About this task:
In the copy, keep every word of the data below and none of its pictures.

Referring expression data
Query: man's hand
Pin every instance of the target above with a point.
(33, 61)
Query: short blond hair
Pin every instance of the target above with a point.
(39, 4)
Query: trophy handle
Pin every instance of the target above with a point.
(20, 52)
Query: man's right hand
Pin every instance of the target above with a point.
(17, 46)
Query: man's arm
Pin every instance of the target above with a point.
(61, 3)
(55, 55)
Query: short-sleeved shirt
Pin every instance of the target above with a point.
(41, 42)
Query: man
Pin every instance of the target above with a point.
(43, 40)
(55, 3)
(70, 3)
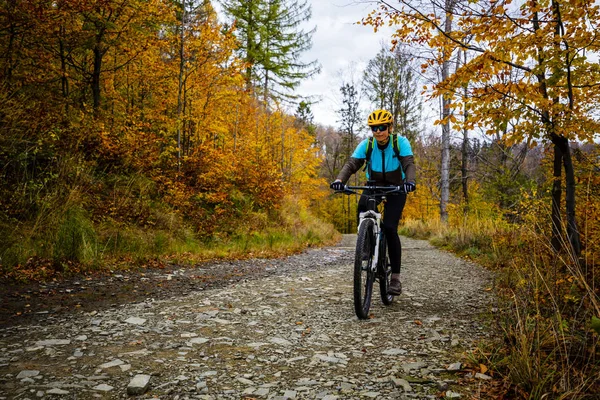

Solution below:
Query: man's hand
Pin every instance of the target above with a point.
(33, 61)
Query: short blond hair
Pin every instance of the target above with a point.
(39, 4)
Query: trophy handle
Pin every instance of the target above with a point.
(20, 52)
Query: man's right hand
Pin every instance of the target above with a point.
(17, 46)
Query: man's arm
Pin every instance of the target above with a point.
(61, 3)
(55, 55)
Query: short-sleeved shirt
Pin every instance of the target above with a point.
(41, 42)
Query: man
Pin every instance of the target above with a point.
(43, 40)
(55, 3)
(70, 3)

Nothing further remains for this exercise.